[Collection entries]
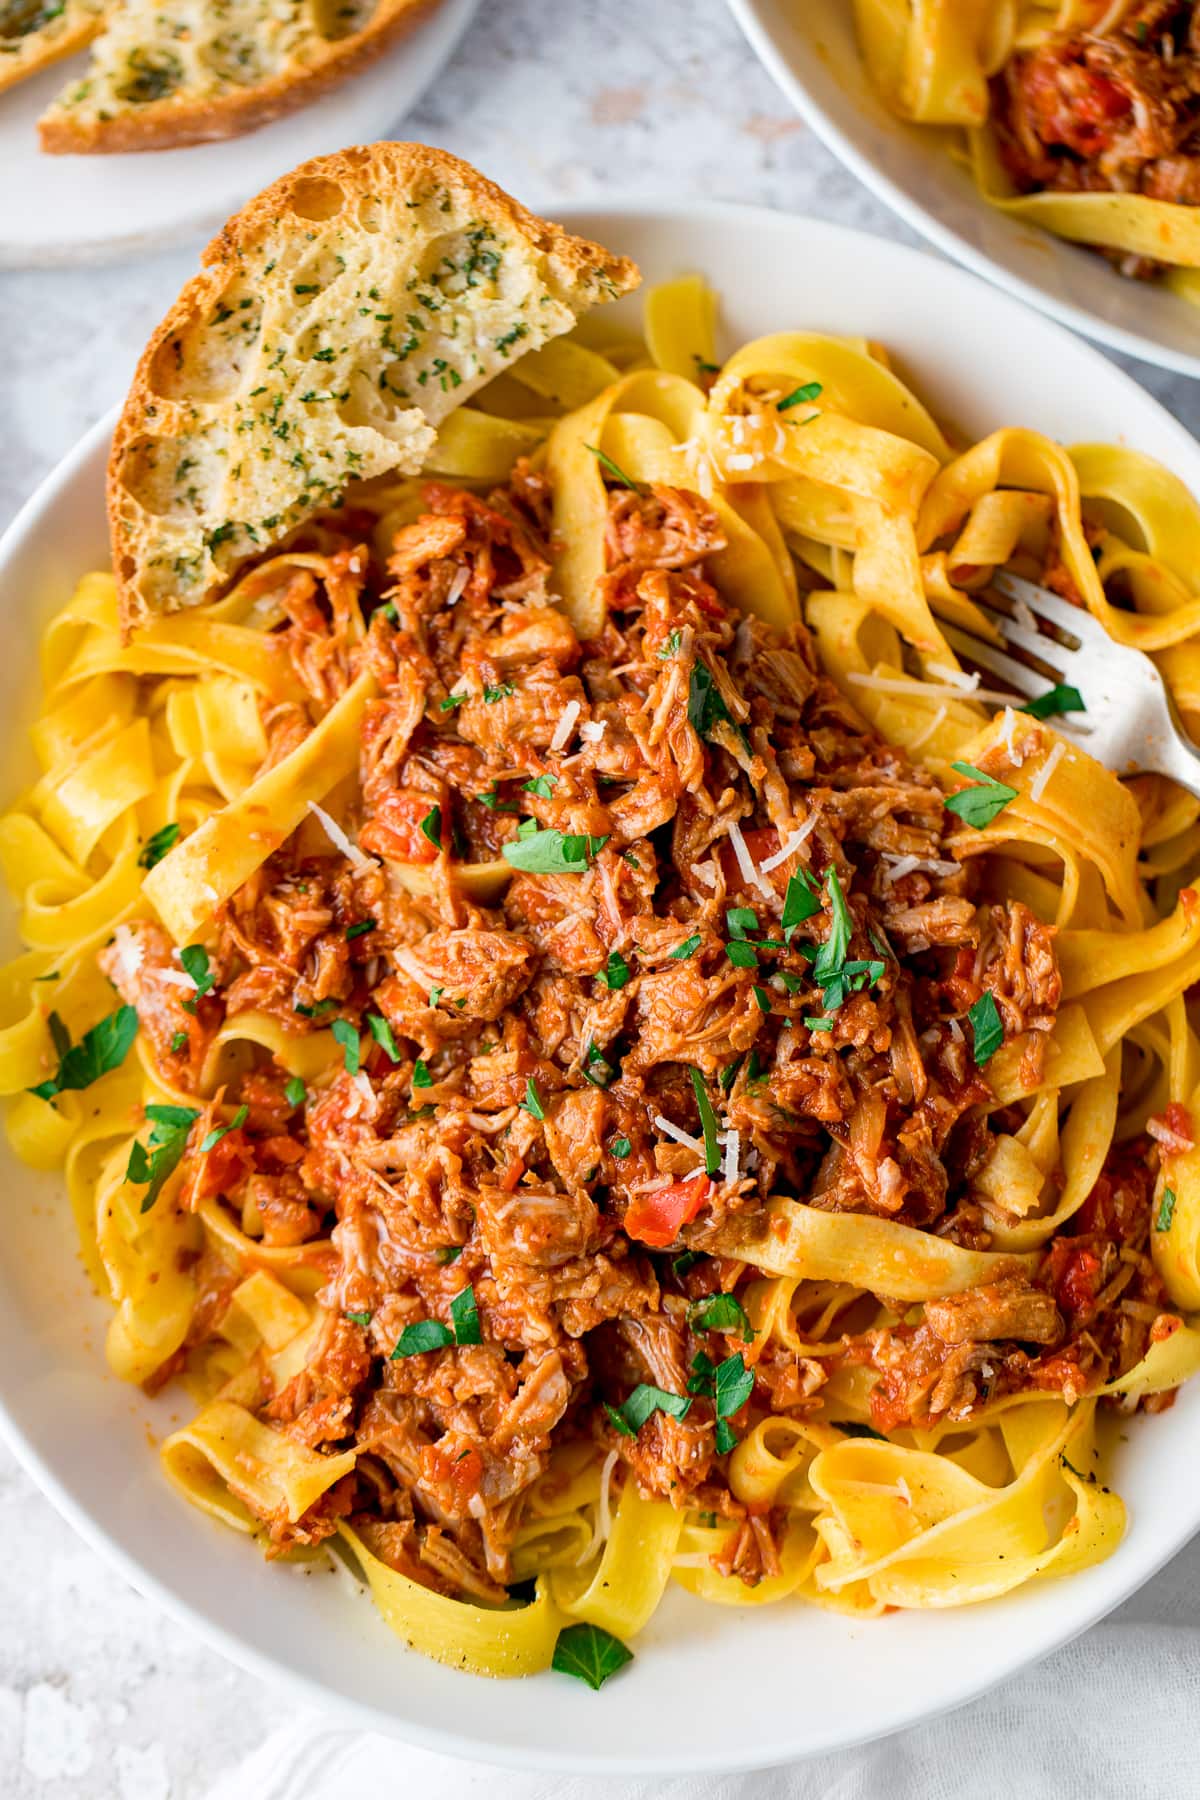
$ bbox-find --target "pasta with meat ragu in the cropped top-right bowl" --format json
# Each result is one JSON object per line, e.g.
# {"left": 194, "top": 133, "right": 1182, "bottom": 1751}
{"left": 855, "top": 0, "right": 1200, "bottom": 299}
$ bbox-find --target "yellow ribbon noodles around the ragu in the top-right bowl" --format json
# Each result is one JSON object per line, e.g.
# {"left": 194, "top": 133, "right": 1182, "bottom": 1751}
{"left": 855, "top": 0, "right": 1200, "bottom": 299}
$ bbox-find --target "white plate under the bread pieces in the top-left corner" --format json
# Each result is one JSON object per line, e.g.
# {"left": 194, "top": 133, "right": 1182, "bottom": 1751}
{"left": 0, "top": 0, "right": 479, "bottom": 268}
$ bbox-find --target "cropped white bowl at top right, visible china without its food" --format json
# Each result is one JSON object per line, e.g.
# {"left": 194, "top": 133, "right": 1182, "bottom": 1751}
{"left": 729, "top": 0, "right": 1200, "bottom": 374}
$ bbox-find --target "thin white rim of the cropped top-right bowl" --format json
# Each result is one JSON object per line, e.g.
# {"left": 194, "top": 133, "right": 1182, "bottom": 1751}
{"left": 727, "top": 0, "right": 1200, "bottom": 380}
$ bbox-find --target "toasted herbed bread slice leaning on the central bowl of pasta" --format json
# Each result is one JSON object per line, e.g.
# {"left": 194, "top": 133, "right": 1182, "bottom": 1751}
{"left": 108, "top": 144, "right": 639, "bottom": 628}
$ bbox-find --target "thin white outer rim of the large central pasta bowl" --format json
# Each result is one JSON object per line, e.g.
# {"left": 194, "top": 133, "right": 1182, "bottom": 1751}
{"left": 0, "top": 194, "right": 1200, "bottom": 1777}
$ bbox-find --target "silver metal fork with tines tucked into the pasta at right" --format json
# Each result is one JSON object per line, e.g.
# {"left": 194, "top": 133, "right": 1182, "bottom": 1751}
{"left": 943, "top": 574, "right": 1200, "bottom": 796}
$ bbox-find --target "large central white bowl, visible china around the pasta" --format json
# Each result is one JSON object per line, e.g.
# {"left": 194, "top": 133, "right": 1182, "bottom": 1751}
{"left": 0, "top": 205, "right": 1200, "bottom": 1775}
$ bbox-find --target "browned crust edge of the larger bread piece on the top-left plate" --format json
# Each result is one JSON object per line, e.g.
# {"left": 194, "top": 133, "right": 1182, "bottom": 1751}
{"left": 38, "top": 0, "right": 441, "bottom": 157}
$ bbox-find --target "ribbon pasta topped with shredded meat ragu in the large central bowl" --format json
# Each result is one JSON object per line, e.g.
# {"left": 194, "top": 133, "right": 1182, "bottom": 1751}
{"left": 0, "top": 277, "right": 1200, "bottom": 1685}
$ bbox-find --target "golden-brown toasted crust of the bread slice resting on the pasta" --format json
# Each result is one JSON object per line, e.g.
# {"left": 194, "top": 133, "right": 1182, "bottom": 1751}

● DIRECTIONS FOR THIS TASK
Exactly the lines from the one containing "toasted crust of" to the last line of the entries above must be duplicated, with both of those lines included and nothing more.

● YOUR SOLUTION
$ bbox-find --target "golden-brown toasted crust of the bread slice resting on the pasta" --format json
# Each result is one JSON object per line, e.g.
# {"left": 194, "top": 133, "right": 1182, "bottom": 1751}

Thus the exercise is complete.